BEGIN Records supplied

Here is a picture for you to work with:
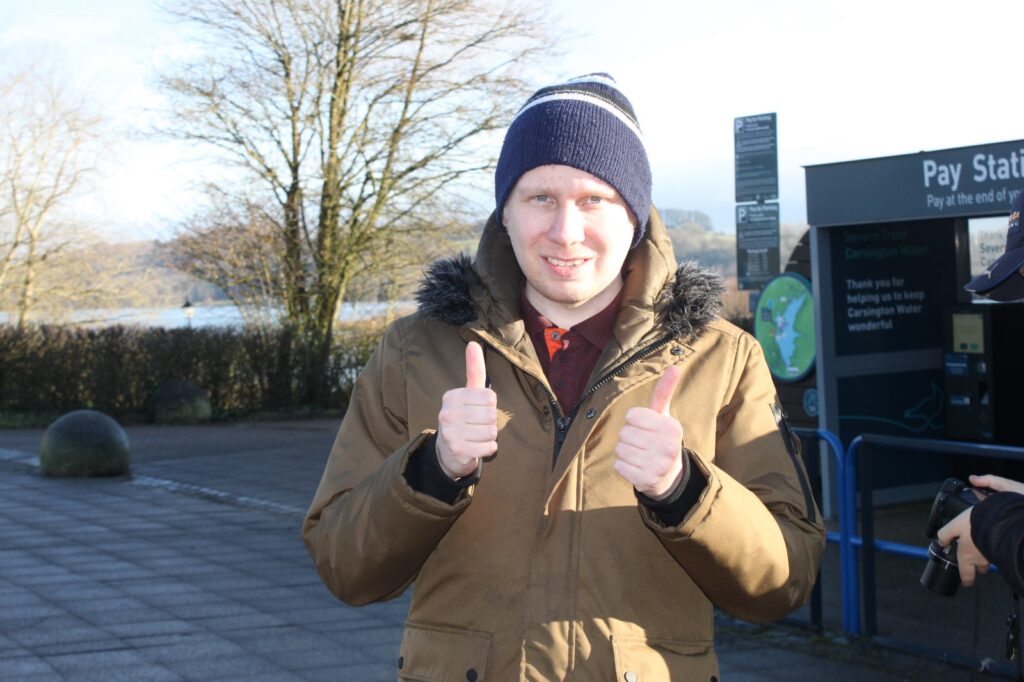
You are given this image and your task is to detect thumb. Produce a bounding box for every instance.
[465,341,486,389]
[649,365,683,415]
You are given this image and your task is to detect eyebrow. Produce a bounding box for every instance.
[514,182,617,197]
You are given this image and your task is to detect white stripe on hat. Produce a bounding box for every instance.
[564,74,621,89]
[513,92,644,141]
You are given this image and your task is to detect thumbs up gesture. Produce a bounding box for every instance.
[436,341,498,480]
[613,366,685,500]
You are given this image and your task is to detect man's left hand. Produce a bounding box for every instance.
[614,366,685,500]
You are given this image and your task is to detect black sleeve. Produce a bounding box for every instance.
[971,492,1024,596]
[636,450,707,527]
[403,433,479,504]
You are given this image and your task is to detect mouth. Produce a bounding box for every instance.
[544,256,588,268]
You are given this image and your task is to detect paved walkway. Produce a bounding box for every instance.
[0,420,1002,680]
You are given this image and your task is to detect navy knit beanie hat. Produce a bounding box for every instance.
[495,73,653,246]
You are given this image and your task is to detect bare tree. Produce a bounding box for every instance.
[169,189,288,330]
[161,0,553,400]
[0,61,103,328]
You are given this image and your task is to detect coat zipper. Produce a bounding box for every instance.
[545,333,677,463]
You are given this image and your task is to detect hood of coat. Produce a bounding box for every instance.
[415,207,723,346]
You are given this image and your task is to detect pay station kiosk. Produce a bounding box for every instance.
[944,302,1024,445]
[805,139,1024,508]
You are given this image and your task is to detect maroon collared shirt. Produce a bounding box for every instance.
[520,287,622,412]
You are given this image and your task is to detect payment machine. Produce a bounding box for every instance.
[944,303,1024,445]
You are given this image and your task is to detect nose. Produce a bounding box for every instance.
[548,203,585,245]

END Records supplied

◆ Work instructions
An exact repeat of all the data is required, pictures excluded.

◆ Reply to the task
Here is a picture for you to work with:
You are given this image and your task is to detect thumb. Produce a bounding box for every instance.
[465,341,486,389]
[649,365,683,415]
You are given this image and your task is to detect eyebrow. Produce a bounding box for every instance.
[514,182,617,197]
You are given this image and your task is to detect white stripe on hat. Produce a bounding box for every instance.
[564,74,621,89]
[513,92,644,141]
You are given this image and your task is to detect thumbs up gesture. Produce a bounding box for every instance.
[436,341,498,480]
[613,366,685,500]
You are given this image and your task is to detect man's left hand. Produce a bounding box for every instance.
[614,366,685,500]
You are given this image and your task is to detect black sleeve. Produce a bounding box for every instance.
[971,492,1024,596]
[636,450,707,527]
[403,433,479,504]
You are given this image and your task is to detect mouth. Produce a bounding box for every instance.
[544,256,588,268]
You are given this image and your task is to detect paved walkway. Produce a bounding box for every instance.
[0,420,1002,680]
You are given this image and your task is to detect navy knit beanie hat. Produce a bounding box for every instance.
[495,73,653,246]
You are given this image and your task is to detect bare tree. Produce a bounding box for every instance.
[169,189,288,330]
[161,0,553,400]
[0,61,103,328]
You are given this image and your task is to detect coat zipper. Produce a bounding box for every instance.
[545,333,677,463]
You are given this image and your task is to detect hood of coat. Produce a bounding box for every instance.
[415,207,723,346]
You are given this image and your task is to detect pay station kiosk. Produce a bounding box for every instance.
[944,302,1024,445]
[805,139,1024,508]
You are given this image and your task is to detect maroon collared shirt. Produce a bounding box for every instance.
[520,287,622,412]
You are given this image and your task is to detect payment machine. Produce a bounding box for every instance.
[944,303,1024,445]
You are given this image and your task is to detect nose. Produce a bounding box for every instance.
[548,203,585,245]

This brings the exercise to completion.